*** Begin section ***

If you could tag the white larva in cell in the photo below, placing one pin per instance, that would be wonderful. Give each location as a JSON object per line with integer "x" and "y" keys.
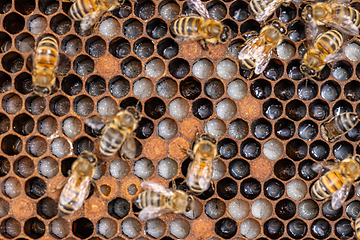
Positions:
{"x": 107, "y": 107}
{"x": 169, "y": 11}
{"x": 226, "y": 109}
{"x": 106, "y": 227}
{"x": 179, "y": 228}
{"x": 60, "y": 147}
{"x": 155, "y": 68}
{"x": 109, "y": 27}
{"x": 239, "y": 209}
{"x": 167, "y": 128}
{"x": 285, "y": 51}
{"x": 119, "y": 168}
{"x": 47, "y": 126}
{"x": 196, "y": 211}
{"x": 71, "y": 127}
{"x": 273, "y": 149}
{"x": 167, "y": 168}
{"x": 296, "y": 189}
{"x": 37, "y": 25}
{"x": 11, "y": 187}
{"x": 155, "y": 228}
{"x": 226, "y": 69}
{"x": 250, "y": 228}
{"x": 215, "y": 127}
{"x": 178, "y": 108}
{"x": 4, "y": 208}
{"x": 352, "y": 51}
{"x": 59, "y": 227}
{"x": 237, "y": 89}
{"x": 203, "y": 68}
{"x": 48, "y": 167}
{"x": 219, "y": 169}
{"x": 131, "y": 228}
{"x": 143, "y": 168}
{"x": 25, "y": 45}
{"x": 261, "y": 209}
{"x": 143, "y": 88}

*** End section ***

▶ [TASK BRIEF] If an entry holds a picture, leave the picture out and repeat the rest exactly.

▶ [COMPLETED EXERCISE]
If you could tag the white larva in cell in the photo below, placing one pin per instance, that would be wonderful. Give each location as a JSON object per line with integer "x" and "y" keys.
Positions:
{"x": 107, "y": 107}
{"x": 169, "y": 11}
{"x": 226, "y": 109}
{"x": 106, "y": 227}
{"x": 179, "y": 228}
{"x": 60, "y": 147}
{"x": 155, "y": 68}
{"x": 109, "y": 27}
{"x": 239, "y": 209}
{"x": 167, "y": 128}
{"x": 285, "y": 51}
{"x": 119, "y": 168}
{"x": 47, "y": 126}
{"x": 196, "y": 211}
{"x": 71, "y": 127}
{"x": 273, "y": 149}
{"x": 167, "y": 168}
{"x": 296, "y": 189}
{"x": 37, "y": 25}
{"x": 11, "y": 187}
{"x": 155, "y": 228}
{"x": 226, "y": 69}
{"x": 250, "y": 228}
{"x": 215, "y": 127}
{"x": 178, "y": 108}
{"x": 4, "y": 208}
{"x": 352, "y": 51}
{"x": 59, "y": 227}
{"x": 237, "y": 89}
{"x": 203, "y": 68}
{"x": 48, "y": 167}
{"x": 219, "y": 169}
{"x": 131, "y": 228}
{"x": 143, "y": 168}
{"x": 25, "y": 45}
{"x": 261, "y": 209}
{"x": 143, "y": 88}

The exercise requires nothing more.